Перепишите, пожалуйста, часть избранного фрагмента, которая начинается со слов «Книга 1. На» и заканчивается словами «других — нет.», заменив «непредвзятость» на «беспристрастность».

- **Избранный фрагмент**:
::::::::::
Книга 1. На рубеже двух столетий - Андрей Белый
Шрифт:
Интервал:
Закладка:
Скоро я понял: черта, нас сближающая, — непредвзятость; у нее не было взятых напрокат устоев; а свои устои вынашивались с трудом; пестрые тряпки и ассирийские фрески создавали скромной комнате завлекательность; так и О. М. — «девочка», ровня (как мы), но оттого, что больше всех видит, знает, переживает, оттого и может свободно признаться малолетнему сыну:
— Сережа, я знаю, что я ничего не знаю.
Вслух, принас, не чинясь, как «большие», думала про себя; думание — неугомонная диалектика огромной культуры, которая в ней жила, в других — нет.
Бесконечно много читала, выискивая новинки: и для себя и для «Нового Журнала Иностранной Литературы»;157 вглядывалась во все новое: Уайльд, Ницше, Рэскин, Гурмон, Верлэн, Маллармэ, — стояли перед ней, выстроенные во фронт; прицеливалась к ним трезво: что дать русскому читателю? Уайльда или… «Сен-Марса», которого перевела она158. Входили в неурочный час в пеструю комнату и видели О. М., сидящую с ногами на кушетке и согнутую в три погибели: на коленях, поставленных тычком и покрытых пледом, — доска; на доске — бумага; О. М. переводила часами, перевязав голову (мигрень); работа же — срочная; работала, иногда с утра и до ночи, чтобы к обеду, к чаю, соскочив с кушетки, переродиться в яркую, от мысли юнеющую и сильную духом и юмором собеседницу: ничего от «ученой», «литераторши» и «синего чулка»; только — уют, живость и провокация к разговору; пленительная распределительница тем и уютнейшая хозяйка дома, угощающая чаем, суетилась над чашками, накрывши «подрясничек» (черненький балахончик) случайно попавшейся сквозной, тюлевой шалью; вы заглядывались: уже не английское что-то, а подлинно итальянское: смуглая, черноглазая, поражающая рельефом порывистой мысли и юмором паузы; а перевод — ждал: труженица!
Чтение, переводы, живопись, незабывание театра, концертов, пристальное прослеживание новых иллюстрированных журналов «Югенд», «Студио»159, поздней «Мира Искусства», ознакомление с новой книгой Бальмонта и Брюсова, соединение с умением пережить сызнова «Фритиофа» Тегнера;160 и вместе с тем: настороженность любящей жены (М. С. слаб), матери (Сереже грозит ревматизм); жила семьей, не забывая огромной родни (Соловьевы, Поповы, Бекетовы, Коваленские, Марконеты и прочие составляли своего рода «клан»), живо переписывалась, накладывая на все яркий отпечаток вкуса, ума и просто знания; какая богатая, непредвзятая и кипучая жизнь!
Ей было не до того, чтобы казаться «маститой», как ученым дамам нашего круга (Веселовской, Янжул), или экстравагантной, как это принято у «художниц» (она — выставляла на выставках); переводчица-эстетка, историк литературы, дебютировавшая яркими пробами пера, художница, хозяйка дома, умница, горячо ищущая правды и смысла, ни на чем не остановившаяся, готовая и на монастырь, и на взрыв — какая же она «только художница»?
Я к ней привязался как к старшей сестре, а не только как к матери друга.
::::::::::
- **Раздел данных**:
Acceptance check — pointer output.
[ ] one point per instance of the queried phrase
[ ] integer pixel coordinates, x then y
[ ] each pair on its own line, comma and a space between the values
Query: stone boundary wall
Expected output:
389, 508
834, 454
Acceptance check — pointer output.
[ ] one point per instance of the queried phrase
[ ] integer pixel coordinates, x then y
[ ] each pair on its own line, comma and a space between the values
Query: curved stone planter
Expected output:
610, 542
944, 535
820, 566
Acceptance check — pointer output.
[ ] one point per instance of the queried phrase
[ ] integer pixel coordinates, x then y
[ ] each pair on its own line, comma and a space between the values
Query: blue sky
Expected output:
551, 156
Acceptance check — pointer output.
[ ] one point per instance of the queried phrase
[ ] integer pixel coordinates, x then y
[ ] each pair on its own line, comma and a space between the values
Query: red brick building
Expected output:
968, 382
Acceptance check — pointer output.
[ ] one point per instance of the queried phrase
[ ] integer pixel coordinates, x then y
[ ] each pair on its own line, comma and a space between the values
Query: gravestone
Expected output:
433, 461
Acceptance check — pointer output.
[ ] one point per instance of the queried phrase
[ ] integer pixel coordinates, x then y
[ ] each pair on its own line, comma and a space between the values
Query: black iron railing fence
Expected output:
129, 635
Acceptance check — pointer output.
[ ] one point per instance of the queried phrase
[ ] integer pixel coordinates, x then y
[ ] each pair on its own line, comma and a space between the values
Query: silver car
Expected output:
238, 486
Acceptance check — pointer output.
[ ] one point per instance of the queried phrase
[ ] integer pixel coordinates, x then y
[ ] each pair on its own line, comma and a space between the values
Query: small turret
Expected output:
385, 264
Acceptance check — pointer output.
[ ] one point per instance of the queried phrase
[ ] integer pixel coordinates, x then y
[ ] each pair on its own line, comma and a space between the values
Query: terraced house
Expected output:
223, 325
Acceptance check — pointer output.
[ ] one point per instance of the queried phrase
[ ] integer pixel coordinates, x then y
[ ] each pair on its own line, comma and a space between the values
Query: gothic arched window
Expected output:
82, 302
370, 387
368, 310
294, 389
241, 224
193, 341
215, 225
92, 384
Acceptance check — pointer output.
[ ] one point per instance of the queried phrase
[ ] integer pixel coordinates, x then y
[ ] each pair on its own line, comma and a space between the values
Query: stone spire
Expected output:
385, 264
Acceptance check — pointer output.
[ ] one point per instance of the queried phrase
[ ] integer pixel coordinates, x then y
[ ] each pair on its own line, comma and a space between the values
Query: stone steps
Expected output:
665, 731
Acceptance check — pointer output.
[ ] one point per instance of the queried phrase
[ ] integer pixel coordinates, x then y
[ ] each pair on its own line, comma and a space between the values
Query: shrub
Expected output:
::::::::::
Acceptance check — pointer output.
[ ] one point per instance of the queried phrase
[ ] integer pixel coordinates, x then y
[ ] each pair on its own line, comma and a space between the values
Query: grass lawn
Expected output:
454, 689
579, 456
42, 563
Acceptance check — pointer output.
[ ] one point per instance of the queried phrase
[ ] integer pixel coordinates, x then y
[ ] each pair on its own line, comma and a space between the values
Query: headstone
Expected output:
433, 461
::::::::::
- **Ответ на задание**:
Книга 1. На рубеже двух столетий - Андрей Белый
Шрифт:
Интервал:
Закладка:
Скоро я понял: черта, нас сближающая, — беспристрастность; у нее не было взятых напрокат устоев; а свои устои вынашивались с трудом; пестрые тряпки и ассирийские фрески создавали скромной комнате завлекательность; так и О. М. — «девочка», ровня (как мы), но оттого, что больше всех видит, знает, переживает, оттого и может свободно признаться малолетнему сыну:
— Сережа, я знаю, что я ничего не знаю.
Вслух, принас, не чинясь, как «большие», думала про себя; думание — неугомонная диалектика огромной культуры, которая в ней жила, в других — нет.